● Exercise objective
Report each line of the entries below that includes "person".

● Data

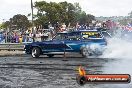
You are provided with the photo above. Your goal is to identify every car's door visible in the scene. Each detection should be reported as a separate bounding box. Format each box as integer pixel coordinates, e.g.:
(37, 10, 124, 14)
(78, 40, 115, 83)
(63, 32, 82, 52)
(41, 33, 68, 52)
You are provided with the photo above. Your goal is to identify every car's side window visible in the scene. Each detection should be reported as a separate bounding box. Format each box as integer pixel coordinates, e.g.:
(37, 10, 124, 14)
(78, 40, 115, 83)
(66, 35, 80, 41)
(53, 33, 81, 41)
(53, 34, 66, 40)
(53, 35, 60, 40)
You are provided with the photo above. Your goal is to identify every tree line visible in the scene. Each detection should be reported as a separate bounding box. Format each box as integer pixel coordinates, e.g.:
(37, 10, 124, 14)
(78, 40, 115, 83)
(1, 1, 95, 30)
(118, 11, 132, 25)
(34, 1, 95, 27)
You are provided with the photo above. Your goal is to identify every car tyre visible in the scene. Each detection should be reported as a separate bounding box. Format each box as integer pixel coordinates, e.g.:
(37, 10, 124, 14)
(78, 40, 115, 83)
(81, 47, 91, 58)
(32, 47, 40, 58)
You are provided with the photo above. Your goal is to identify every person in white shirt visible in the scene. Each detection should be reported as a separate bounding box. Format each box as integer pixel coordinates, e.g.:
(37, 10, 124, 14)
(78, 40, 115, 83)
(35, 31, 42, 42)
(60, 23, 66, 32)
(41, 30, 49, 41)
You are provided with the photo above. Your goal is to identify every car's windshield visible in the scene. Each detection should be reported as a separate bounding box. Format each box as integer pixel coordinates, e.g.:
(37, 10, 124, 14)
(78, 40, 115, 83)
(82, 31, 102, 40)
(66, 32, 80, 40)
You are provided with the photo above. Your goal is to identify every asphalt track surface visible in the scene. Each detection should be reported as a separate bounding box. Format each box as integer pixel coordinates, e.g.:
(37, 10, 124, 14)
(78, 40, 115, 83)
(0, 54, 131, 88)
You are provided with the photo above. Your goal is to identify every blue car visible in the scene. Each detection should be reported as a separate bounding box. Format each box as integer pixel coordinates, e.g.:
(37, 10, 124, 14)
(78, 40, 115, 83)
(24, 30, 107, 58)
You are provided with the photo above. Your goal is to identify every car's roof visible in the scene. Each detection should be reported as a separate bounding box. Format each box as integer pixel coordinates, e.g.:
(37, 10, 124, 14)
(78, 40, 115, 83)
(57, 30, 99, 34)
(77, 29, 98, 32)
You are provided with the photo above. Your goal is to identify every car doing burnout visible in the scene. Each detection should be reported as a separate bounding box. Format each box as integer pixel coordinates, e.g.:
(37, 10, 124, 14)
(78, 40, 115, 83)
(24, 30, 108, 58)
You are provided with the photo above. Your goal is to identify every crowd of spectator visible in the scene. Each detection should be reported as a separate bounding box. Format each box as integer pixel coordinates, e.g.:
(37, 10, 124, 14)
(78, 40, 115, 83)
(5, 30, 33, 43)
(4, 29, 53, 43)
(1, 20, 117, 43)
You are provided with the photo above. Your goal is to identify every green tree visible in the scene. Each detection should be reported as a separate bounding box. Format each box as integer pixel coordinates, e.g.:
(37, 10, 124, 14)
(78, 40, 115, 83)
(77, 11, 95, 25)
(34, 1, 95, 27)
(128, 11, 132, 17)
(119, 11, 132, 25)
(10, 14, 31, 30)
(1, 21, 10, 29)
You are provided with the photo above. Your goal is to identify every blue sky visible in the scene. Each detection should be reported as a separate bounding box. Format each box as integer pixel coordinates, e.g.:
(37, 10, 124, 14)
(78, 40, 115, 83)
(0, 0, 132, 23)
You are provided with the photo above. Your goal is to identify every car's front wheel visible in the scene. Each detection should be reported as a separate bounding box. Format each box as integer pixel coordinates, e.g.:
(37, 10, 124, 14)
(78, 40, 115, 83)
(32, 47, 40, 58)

---

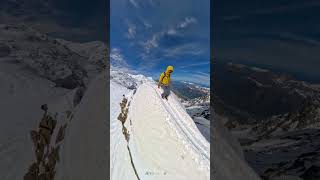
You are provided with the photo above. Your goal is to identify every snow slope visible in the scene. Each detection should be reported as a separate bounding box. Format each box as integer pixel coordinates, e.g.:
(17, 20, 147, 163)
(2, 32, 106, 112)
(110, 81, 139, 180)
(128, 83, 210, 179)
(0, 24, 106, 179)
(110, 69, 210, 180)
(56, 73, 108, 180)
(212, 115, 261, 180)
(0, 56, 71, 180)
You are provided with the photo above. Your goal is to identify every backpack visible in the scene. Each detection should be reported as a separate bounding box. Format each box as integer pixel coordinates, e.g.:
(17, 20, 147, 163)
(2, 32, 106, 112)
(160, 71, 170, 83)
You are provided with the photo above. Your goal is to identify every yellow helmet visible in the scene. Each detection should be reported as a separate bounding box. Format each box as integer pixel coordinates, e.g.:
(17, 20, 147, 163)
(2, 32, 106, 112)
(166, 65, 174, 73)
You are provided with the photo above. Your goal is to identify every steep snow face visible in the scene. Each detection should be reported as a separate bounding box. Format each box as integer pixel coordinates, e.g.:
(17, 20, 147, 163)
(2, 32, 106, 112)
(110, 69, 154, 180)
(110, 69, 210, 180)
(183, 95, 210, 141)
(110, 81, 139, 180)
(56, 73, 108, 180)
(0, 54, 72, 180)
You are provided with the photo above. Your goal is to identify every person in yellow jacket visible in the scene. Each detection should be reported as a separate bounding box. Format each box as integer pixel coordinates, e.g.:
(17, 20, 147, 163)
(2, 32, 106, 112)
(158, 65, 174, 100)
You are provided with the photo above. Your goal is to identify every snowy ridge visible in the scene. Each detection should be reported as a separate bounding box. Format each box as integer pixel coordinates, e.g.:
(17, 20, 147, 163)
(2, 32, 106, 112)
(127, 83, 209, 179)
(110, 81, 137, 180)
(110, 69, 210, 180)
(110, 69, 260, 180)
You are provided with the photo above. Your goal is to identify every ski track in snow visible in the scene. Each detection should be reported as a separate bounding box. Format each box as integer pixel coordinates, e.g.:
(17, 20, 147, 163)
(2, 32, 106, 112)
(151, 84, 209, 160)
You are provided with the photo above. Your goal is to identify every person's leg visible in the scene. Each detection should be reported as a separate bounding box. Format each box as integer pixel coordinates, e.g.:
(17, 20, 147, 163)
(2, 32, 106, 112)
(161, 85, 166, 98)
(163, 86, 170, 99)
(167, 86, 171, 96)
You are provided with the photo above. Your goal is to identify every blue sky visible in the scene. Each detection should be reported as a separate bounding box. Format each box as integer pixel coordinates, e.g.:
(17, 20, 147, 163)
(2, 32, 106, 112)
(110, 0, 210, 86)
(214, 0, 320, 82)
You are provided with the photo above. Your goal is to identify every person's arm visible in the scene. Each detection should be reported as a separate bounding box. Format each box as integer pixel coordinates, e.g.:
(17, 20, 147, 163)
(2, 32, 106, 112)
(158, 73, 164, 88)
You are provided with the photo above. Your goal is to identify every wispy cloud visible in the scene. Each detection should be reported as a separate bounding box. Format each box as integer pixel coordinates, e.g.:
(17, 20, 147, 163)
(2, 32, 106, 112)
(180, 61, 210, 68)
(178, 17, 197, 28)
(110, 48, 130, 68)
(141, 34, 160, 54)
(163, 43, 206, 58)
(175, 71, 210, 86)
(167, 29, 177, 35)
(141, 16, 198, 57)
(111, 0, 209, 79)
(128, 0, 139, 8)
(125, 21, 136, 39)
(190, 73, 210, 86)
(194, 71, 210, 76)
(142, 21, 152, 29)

---

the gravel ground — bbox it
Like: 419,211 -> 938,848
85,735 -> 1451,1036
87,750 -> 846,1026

● Response to this exercise
You are provided with the photo above. Your goal is to identify every person in white shirt visible in the scene. Each detection should be reported as a separate bounding box. Format each box as integer pixel coordinates, e.g.:
You are provided with the photo above. Your goal is to identify every person in yellow jacket visible in the scene. Each detection should be reported as a separate bounding box. Format each box as integer pixel coordinates, e.g.:
You are provided with the photo above. Your goal is to identify every person's leg visible in the scene. Each detection should be reported as a separate bounding box. Format each box as integer pixel coordinates, e.g.:
You are provided with the photo above. Your goal is to identify every person's arm visible in the scene. Each detection should be reported as a separate bounding box. Format each box as integer pixel coordinates, e.g.:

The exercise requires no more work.